Work required
Everything from the line containing "Expected: one point per instance of the snowy" through the last line of the records must be returned verbatim, and nothing outside that range.

Given records
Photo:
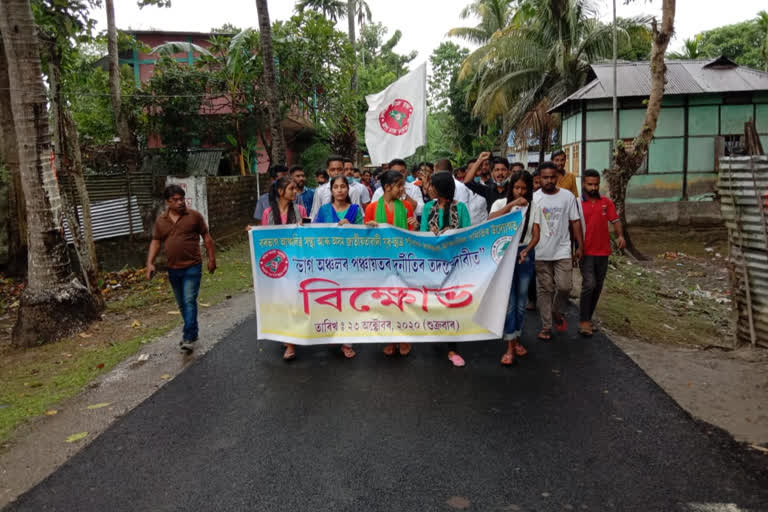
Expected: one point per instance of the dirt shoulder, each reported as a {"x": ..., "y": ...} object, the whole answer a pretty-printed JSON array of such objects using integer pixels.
[
  {"x": 39, "y": 447},
  {"x": 673, "y": 316}
]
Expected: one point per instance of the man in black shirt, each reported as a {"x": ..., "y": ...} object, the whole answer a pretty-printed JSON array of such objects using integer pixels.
[{"x": 497, "y": 185}]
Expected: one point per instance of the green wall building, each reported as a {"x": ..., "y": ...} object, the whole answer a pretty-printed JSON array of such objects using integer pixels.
[{"x": 702, "y": 100}]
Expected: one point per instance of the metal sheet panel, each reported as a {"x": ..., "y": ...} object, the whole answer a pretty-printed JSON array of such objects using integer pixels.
[
  {"x": 683, "y": 77},
  {"x": 111, "y": 218},
  {"x": 743, "y": 189}
]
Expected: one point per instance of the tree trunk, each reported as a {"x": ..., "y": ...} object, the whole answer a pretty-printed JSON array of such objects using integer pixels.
[
  {"x": 277, "y": 155},
  {"x": 352, "y": 37},
  {"x": 70, "y": 169},
  {"x": 17, "y": 225},
  {"x": 51, "y": 292},
  {"x": 627, "y": 160},
  {"x": 121, "y": 123}
]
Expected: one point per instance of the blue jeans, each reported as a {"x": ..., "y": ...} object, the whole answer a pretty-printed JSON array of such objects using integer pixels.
[
  {"x": 186, "y": 284},
  {"x": 518, "y": 296}
]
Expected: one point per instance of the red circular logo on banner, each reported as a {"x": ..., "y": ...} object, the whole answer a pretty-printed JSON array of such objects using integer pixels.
[
  {"x": 394, "y": 119},
  {"x": 274, "y": 263}
]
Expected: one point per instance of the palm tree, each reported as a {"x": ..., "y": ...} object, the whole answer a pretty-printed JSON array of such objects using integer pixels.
[
  {"x": 545, "y": 53},
  {"x": 494, "y": 15},
  {"x": 334, "y": 10},
  {"x": 121, "y": 122},
  {"x": 270, "y": 84},
  {"x": 690, "y": 51},
  {"x": 762, "y": 22},
  {"x": 51, "y": 291}
]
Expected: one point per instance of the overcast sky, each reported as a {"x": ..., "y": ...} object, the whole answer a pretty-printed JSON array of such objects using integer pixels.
[{"x": 424, "y": 23}]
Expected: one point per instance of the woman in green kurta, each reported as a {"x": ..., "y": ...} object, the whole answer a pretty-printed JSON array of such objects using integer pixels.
[{"x": 441, "y": 214}]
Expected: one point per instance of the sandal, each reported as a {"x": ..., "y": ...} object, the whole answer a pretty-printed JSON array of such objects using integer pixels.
[
  {"x": 456, "y": 359},
  {"x": 585, "y": 329},
  {"x": 561, "y": 324}
]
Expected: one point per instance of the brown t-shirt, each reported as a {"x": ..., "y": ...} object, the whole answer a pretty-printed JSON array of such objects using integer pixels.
[{"x": 181, "y": 239}]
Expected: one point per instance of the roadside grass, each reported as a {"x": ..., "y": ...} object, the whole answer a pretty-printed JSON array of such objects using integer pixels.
[
  {"x": 662, "y": 301},
  {"x": 34, "y": 380}
]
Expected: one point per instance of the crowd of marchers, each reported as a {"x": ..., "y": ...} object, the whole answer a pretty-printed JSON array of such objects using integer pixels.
[{"x": 562, "y": 230}]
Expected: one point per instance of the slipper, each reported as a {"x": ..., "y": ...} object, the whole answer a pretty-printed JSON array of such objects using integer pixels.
[
  {"x": 585, "y": 329},
  {"x": 457, "y": 360}
]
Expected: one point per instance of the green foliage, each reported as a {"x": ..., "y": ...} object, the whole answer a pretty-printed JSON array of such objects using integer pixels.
[
  {"x": 543, "y": 55},
  {"x": 86, "y": 86},
  {"x": 494, "y": 15},
  {"x": 638, "y": 45},
  {"x": 313, "y": 158},
  {"x": 171, "y": 102},
  {"x": 740, "y": 42},
  {"x": 445, "y": 62},
  {"x": 691, "y": 50}
]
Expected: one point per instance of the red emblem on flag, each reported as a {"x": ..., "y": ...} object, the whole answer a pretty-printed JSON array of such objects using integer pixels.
[
  {"x": 274, "y": 263},
  {"x": 394, "y": 119}
]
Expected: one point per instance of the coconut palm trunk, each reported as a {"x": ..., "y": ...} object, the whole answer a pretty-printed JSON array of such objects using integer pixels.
[
  {"x": 70, "y": 166},
  {"x": 17, "y": 225},
  {"x": 628, "y": 159},
  {"x": 53, "y": 303},
  {"x": 121, "y": 123},
  {"x": 277, "y": 155}
]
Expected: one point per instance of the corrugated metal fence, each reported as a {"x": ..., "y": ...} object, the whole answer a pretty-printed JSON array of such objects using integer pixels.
[
  {"x": 109, "y": 198},
  {"x": 743, "y": 189}
]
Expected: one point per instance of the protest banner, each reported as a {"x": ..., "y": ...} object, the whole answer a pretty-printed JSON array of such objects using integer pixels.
[{"x": 357, "y": 284}]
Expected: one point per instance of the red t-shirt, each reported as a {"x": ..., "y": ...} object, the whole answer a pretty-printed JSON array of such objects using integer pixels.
[
  {"x": 370, "y": 214},
  {"x": 597, "y": 215}
]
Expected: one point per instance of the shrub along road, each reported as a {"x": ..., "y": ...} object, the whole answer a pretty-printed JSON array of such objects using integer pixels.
[{"x": 574, "y": 426}]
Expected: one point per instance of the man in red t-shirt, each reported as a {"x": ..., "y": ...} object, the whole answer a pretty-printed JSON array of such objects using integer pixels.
[{"x": 598, "y": 213}]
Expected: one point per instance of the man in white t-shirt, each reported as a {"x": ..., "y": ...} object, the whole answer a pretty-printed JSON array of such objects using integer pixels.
[
  {"x": 560, "y": 220},
  {"x": 412, "y": 192},
  {"x": 335, "y": 167}
]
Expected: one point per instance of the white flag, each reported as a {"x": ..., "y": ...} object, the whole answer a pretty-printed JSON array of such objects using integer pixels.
[{"x": 396, "y": 122}]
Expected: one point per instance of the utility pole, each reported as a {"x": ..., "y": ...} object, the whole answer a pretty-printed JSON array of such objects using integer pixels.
[{"x": 615, "y": 85}]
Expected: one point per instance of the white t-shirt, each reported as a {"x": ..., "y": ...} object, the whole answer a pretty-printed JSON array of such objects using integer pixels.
[
  {"x": 358, "y": 194},
  {"x": 411, "y": 190},
  {"x": 534, "y": 219},
  {"x": 556, "y": 211}
]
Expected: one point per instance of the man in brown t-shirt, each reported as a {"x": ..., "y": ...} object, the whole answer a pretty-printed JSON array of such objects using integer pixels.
[{"x": 180, "y": 229}]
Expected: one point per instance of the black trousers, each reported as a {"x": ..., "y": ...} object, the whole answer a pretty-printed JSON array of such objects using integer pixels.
[{"x": 593, "y": 271}]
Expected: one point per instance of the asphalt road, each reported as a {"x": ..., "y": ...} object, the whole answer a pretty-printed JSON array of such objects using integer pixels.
[{"x": 574, "y": 426}]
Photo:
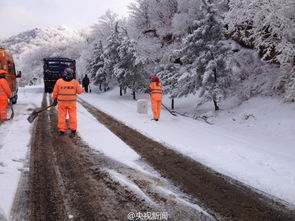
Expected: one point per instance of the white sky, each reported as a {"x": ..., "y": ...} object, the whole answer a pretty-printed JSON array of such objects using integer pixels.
[{"x": 22, "y": 15}]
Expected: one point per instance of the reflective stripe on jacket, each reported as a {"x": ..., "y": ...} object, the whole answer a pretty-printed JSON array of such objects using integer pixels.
[
  {"x": 156, "y": 91},
  {"x": 5, "y": 91},
  {"x": 66, "y": 91}
]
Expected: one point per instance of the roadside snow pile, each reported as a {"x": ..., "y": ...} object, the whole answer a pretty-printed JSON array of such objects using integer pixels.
[
  {"x": 15, "y": 139},
  {"x": 256, "y": 148}
]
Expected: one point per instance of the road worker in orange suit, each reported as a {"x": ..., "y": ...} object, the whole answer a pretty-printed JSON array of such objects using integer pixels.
[
  {"x": 156, "y": 92},
  {"x": 5, "y": 94},
  {"x": 65, "y": 95}
]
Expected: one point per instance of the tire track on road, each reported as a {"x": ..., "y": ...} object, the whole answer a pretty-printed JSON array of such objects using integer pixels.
[{"x": 229, "y": 199}]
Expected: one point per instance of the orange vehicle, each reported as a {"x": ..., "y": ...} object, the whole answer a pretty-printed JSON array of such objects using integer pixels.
[{"x": 7, "y": 63}]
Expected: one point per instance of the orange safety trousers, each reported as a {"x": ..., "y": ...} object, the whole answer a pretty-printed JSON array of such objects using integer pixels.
[
  {"x": 3, "y": 109},
  {"x": 5, "y": 94},
  {"x": 156, "y": 107},
  {"x": 156, "y": 92},
  {"x": 69, "y": 108}
]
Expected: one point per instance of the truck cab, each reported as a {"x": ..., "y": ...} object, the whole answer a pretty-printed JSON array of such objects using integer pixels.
[
  {"x": 7, "y": 64},
  {"x": 53, "y": 69}
]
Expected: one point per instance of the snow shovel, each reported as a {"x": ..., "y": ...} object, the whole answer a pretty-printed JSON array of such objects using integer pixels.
[
  {"x": 35, "y": 113},
  {"x": 12, "y": 111},
  {"x": 170, "y": 111}
]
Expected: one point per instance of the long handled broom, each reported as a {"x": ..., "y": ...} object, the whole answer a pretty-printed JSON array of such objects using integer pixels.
[{"x": 35, "y": 113}]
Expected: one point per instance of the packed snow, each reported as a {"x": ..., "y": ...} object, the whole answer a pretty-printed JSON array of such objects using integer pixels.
[
  {"x": 253, "y": 143},
  {"x": 15, "y": 143}
]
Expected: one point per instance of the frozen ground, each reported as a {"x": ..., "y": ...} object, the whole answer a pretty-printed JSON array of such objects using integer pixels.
[{"x": 15, "y": 139}]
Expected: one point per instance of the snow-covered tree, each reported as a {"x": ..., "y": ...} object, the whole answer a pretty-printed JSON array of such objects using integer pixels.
[
  {"x": 111, "y": 57},
  {"x": 96, "y": 63},
  {"x": 268, "y": 25},
  {"x": 203, "y": 58},
  {"x": 129, "y": 70}
]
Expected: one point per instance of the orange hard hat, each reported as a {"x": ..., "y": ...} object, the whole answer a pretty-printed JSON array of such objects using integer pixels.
[{"x": 3, "y": 71}]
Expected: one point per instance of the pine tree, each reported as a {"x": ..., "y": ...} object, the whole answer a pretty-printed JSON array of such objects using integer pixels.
[
  {"x": 111, "y": 57},
  {"x": 204, "y": 59},
  {"x": 95, "y": 64},
  {"x": 129, "y": 70}
]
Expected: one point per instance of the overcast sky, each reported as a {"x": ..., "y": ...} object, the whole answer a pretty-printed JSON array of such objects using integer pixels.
[{"x": 22, "y": 15}]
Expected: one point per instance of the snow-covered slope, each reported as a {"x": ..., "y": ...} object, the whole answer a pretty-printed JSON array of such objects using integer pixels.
[{"x": 30, "y": 47}]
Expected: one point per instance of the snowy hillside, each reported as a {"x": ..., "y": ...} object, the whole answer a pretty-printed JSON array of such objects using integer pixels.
[{"x": 30, "y": 47}]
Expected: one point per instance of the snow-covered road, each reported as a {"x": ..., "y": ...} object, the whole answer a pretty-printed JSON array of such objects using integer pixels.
[{"x": 246, "y": 150}]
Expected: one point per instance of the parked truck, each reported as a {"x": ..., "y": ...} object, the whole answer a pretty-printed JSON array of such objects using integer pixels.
[
  {"x": 7, "y": 63},
  {"x": 53, "y": 68}
]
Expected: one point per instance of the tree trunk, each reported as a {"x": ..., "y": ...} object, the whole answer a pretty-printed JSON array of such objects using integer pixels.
[
  {"x": 215, "y": 105},
  {"x": 172, "y": 104}
]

Result of the exercise
Expected: one point per instance of the snowy hillside, each reported as a {"x": ..., "y": ...} object, the whole answer a pretty-printed JSON array of such objects using integer pixels.
[{"x": 30, "y": 47}]
Expected: one point per instance of the snow-covered road, each reported as a {"x": ..., "y": ...} object, the whole answer a pretty-printed JSON array of such objects using integer pixels.
[{"x": 246, "y": 150}]
Expected: one point per instance of the parked truck, each reported as a {"x": ..., "y": ...} object, the whole answer a pretty-printed JSON array of such objects using integer pixels.
[
  {"x": 7, "y": 63},
  {"x": 53, "y": 68}
]
Expected: one point per instance of the tree trunk, each reported as a {"x": ..., "y": ...} object, the whole answer a pretty-printed JSON array of such objects using integer pixels.
[
  {"x": 215, "y": 105},
  {"x": 172, "y": 104}
]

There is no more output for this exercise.